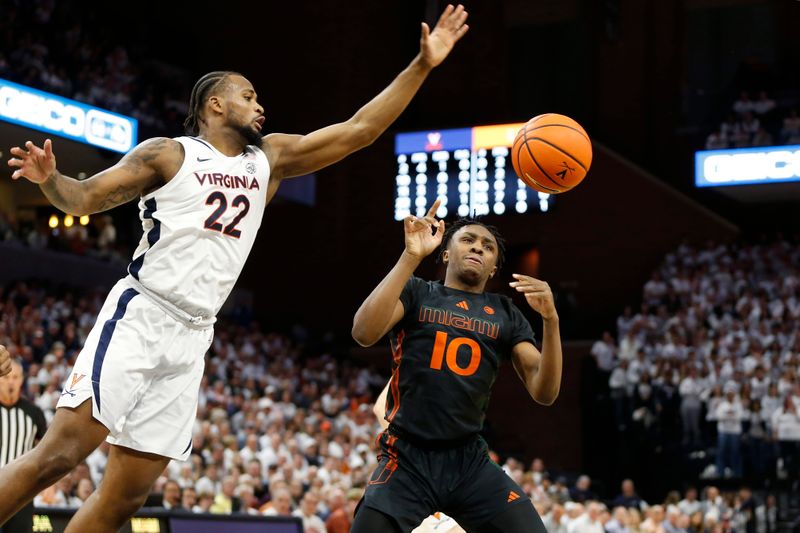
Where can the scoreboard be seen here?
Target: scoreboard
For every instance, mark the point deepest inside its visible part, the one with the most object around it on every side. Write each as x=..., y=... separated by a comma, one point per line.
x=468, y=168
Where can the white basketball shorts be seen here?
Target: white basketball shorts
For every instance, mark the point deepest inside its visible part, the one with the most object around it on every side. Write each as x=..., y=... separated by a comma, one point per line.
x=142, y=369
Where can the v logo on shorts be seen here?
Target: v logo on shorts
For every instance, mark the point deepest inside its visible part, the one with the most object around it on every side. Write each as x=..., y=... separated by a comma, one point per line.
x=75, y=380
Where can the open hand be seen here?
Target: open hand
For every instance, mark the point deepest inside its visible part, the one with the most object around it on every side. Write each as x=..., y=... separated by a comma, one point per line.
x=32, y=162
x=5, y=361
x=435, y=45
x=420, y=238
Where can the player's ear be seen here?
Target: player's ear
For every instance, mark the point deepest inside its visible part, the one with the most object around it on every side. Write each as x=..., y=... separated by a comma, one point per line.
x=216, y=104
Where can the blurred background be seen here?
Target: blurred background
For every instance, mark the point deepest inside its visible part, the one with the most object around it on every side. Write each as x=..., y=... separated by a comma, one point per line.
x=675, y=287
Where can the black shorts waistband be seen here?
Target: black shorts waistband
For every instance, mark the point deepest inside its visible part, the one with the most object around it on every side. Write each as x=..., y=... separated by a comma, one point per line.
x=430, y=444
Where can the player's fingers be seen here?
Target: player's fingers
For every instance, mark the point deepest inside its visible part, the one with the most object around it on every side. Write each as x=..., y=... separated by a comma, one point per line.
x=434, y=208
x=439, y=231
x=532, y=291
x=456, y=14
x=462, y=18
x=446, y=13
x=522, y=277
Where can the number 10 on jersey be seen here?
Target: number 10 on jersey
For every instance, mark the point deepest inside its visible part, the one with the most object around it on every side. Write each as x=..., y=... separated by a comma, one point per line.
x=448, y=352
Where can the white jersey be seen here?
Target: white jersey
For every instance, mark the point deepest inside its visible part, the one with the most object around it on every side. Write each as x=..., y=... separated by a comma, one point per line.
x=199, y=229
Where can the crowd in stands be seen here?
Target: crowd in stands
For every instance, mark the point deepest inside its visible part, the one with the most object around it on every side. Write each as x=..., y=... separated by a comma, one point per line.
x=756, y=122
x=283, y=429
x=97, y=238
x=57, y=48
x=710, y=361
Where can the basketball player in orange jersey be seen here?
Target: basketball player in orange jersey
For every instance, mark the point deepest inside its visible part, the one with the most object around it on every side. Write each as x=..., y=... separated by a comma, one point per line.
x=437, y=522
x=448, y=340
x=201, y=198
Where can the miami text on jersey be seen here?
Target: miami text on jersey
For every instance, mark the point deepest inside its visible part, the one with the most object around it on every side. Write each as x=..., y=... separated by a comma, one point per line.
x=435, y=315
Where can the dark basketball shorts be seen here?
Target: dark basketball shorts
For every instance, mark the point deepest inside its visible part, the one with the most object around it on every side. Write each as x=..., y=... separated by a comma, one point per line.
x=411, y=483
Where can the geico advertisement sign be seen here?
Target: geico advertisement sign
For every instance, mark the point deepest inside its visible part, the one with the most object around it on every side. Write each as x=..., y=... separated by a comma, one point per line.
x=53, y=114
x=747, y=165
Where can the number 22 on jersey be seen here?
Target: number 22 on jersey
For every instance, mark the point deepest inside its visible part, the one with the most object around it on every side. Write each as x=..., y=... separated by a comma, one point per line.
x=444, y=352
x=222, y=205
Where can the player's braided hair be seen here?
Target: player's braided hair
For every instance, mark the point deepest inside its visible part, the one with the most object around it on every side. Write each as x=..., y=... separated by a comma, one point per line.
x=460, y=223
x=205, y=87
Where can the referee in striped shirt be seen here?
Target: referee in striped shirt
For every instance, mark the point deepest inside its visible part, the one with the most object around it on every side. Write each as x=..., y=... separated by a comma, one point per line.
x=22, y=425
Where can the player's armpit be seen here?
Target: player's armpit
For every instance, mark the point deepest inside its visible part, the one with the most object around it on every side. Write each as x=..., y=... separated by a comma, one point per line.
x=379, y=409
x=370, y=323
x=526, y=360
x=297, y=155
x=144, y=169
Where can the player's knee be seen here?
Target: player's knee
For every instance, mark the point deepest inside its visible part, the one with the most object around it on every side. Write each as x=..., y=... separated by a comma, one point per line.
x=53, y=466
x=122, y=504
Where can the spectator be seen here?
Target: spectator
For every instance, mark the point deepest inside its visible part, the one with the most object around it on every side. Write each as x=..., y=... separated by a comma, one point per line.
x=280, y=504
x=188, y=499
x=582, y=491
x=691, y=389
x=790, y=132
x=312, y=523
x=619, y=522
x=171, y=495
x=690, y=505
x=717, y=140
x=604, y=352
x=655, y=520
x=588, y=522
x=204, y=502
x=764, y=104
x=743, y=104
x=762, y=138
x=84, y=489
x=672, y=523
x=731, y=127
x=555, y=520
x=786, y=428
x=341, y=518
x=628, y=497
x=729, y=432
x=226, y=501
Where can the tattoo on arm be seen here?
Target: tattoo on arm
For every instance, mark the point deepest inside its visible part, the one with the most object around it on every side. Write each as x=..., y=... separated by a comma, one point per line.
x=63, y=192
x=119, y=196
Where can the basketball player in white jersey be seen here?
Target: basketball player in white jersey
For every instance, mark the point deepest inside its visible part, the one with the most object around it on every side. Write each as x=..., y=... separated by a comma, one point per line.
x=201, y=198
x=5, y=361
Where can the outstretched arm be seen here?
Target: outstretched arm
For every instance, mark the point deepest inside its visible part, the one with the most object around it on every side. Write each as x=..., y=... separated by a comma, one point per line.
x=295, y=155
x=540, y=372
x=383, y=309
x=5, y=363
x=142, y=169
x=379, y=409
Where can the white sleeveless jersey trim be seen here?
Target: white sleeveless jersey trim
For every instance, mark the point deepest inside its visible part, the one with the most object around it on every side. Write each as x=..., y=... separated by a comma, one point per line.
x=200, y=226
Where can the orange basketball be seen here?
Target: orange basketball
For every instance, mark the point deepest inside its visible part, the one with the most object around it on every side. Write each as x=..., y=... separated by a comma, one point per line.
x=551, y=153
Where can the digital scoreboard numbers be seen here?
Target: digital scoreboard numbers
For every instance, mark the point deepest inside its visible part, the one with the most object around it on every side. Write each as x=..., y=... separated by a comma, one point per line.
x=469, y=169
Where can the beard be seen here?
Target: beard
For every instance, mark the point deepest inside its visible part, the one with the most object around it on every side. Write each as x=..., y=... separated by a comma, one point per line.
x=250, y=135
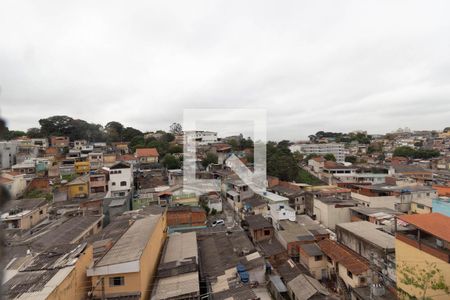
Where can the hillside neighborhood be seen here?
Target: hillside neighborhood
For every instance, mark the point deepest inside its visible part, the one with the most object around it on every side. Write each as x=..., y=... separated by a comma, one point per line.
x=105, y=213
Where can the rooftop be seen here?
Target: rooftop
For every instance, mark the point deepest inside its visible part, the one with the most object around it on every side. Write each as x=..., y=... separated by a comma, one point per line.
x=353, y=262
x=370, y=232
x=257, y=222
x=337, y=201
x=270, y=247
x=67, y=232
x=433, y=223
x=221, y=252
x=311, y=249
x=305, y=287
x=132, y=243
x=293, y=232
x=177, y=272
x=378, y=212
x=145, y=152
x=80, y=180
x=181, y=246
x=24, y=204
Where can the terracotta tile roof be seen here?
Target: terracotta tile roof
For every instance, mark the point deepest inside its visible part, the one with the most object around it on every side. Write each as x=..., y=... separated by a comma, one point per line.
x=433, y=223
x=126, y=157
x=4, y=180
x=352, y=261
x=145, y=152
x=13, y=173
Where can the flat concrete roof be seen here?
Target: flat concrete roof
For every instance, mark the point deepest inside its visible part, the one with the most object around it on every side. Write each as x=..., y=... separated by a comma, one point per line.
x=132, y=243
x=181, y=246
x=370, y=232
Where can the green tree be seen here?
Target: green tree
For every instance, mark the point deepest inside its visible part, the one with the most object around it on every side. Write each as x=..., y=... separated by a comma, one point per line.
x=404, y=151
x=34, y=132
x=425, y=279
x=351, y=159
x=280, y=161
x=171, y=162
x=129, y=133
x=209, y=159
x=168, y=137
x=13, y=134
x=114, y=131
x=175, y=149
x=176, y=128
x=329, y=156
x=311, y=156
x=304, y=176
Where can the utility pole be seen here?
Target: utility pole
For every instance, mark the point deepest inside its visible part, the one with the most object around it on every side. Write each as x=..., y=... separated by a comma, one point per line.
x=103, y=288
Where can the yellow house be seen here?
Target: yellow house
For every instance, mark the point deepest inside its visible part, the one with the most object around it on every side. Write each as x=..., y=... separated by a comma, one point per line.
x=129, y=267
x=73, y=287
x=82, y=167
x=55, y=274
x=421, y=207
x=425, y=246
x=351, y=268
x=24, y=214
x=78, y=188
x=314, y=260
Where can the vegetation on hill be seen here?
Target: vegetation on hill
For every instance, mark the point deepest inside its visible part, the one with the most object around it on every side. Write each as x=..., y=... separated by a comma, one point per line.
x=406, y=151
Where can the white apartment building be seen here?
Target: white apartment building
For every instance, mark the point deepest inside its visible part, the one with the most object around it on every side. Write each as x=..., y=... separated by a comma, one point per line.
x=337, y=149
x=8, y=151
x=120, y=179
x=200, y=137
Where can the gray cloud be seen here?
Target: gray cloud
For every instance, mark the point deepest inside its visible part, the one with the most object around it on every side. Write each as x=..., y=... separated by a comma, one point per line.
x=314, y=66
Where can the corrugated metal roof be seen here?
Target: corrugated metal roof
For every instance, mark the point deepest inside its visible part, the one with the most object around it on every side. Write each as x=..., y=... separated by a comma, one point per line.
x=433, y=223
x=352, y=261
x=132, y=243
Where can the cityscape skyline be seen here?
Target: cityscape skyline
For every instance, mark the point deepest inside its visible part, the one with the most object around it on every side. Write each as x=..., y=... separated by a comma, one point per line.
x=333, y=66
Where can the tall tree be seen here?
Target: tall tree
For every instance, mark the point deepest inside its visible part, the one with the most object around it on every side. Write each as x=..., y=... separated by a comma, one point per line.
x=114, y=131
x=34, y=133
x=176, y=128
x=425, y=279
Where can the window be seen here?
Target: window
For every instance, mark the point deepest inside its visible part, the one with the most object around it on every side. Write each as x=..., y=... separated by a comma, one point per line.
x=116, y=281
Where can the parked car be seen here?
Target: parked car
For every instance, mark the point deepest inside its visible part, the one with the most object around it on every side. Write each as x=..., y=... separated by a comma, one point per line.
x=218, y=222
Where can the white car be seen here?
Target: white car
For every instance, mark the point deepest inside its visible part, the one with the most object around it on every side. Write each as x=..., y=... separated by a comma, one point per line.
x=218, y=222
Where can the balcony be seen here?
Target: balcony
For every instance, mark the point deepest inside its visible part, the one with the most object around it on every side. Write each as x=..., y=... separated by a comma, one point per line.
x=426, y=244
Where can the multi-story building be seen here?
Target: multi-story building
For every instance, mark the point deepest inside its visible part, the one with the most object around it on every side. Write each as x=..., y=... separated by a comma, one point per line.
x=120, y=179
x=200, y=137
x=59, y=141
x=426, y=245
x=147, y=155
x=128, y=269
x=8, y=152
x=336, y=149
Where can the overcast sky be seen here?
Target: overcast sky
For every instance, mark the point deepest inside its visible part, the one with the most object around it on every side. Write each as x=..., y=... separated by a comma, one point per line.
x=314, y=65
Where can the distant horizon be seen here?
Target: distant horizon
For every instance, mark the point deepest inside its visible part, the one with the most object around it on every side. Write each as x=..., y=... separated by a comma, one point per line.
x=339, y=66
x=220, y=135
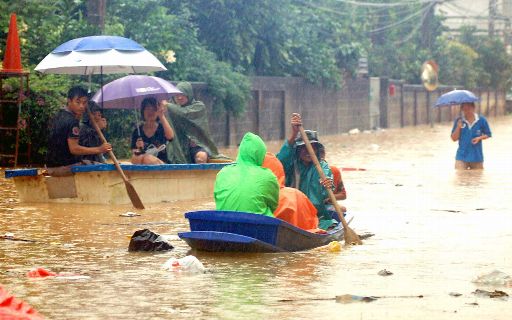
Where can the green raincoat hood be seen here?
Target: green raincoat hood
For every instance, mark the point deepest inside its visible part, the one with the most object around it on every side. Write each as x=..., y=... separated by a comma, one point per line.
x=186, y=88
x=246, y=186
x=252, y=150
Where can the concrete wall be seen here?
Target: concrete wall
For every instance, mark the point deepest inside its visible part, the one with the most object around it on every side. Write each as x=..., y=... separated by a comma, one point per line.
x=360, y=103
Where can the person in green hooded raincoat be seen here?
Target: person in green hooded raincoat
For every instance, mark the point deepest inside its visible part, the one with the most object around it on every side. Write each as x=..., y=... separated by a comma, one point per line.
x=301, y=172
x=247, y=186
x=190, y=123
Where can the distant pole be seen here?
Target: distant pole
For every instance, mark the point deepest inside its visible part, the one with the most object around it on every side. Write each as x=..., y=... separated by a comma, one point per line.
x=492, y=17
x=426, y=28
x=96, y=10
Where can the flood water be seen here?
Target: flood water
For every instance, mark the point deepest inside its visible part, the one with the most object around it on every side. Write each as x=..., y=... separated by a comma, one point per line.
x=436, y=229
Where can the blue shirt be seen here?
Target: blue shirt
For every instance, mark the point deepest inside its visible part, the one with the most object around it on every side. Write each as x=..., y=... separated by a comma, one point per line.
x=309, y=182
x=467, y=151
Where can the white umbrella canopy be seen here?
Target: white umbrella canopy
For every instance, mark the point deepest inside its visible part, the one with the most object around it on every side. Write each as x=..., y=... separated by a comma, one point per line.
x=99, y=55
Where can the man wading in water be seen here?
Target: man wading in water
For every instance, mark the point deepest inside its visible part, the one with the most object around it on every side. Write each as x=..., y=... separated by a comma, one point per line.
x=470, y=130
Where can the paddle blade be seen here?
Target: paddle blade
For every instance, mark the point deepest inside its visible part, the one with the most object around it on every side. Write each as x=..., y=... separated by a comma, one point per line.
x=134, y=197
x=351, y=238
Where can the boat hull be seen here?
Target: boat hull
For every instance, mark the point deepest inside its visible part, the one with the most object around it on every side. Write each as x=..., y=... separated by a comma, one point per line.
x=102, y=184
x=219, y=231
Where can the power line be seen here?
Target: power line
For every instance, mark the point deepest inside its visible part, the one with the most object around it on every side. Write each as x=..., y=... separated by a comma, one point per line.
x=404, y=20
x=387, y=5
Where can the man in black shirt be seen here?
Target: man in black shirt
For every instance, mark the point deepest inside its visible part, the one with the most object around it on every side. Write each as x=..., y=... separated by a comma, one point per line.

◆ STATED GOAL ◆
Copy the records from the line containing "Where can the man in" through the end of the records, replacing "black shirt" with "striped shirt" and keeping everything else the same.

◆ SOLUTION TO THIS PROBLEM ◆
Where can the man in striped shirt be seen here?
Target: man in striped shirt
For every instance, mark the point deepest inside its visible part, the one with the most object around it on every side. Write each as x=..., y=... separated by a comma, one point per line.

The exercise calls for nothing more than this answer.